== DATA
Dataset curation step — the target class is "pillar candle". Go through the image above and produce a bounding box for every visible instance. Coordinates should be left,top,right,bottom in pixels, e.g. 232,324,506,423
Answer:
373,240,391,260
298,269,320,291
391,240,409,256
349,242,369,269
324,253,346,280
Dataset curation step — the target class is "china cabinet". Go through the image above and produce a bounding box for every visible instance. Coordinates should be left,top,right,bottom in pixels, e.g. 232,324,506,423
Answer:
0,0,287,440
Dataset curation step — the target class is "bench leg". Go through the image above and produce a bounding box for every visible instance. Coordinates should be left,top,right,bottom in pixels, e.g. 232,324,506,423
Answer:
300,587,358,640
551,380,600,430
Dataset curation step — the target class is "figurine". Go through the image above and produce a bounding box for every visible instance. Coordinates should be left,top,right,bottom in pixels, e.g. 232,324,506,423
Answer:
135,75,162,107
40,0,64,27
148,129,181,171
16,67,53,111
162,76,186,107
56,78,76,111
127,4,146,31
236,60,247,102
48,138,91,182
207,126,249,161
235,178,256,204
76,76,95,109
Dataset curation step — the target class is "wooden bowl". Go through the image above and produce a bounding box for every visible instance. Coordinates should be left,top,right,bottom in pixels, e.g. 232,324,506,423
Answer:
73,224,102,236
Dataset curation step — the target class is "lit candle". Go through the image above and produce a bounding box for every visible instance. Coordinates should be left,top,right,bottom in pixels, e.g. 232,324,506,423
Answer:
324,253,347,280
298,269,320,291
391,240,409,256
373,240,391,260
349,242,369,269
====
WHAT YOU NEED TO DO: Rewrite all of the material above with every occurrence of "Dataset curation step" changed to "Annotation round", keeping everything else the same.

WRITTEN SOLUTION:
Annotation round — the target class is "pillar candle". Go through the image above and produce a bounding box for every visible instance. Coordinates should be left,top,right,bottom in pixels, e.g. 232,324,506,423
Answer:
373,240,391,260
298,269,320,291
391,240,409,256
349,242,369,269
324,253,346,280
Annotation round — the target class is "china cabinet". Go through the image above and produce a bounding box for every visible instance. Coordinates should be left,top,right,bottom in pixels, e.g. 232,324,506,423
Answer:
0,0,287,440
Annotation round — the target class is "bench leg". Go through the image above and produce a bounding box for every visible instance. Coordinates should be left,top,right,bottom in pixels, e.g. 232,324,506,423
Answer:
300,587,358,640
551,380,600,430
Annotation round — the target class is "figurine". Go through the image above and produce a bounding box for every visible instance. Coordinates should be left,top,right,bottom in pixels, e.g. 232,324,506,423
Answer:
135,75,162,107
40,0,64,27
148,129,181,171
16,67,53,111
162,76,186,107
56,78,76,111
127,4,146,31
236,60,247,102
48,138,91,182
207,126,249,161
235,178,256,204
76,76,95,109
Annotation round — the target class is "wooden bowl". Go through the image above and produce a bounding box for every visible instance. Coordinates should be left,top,right,bottom in pixels, e.g. 232,324,506,423
Answer:
73,224,102,236
Annotation round — the target class is "lit candle". Go through the image above and produce a bounding box for every visible instance. Coordinates should be left,top,right,bottom in pixels, e.g. 232,324,506,423
Answer:
324,253,347,280
298,269,320,291
391,240,409,256
373,240,391,260
349,242,369,269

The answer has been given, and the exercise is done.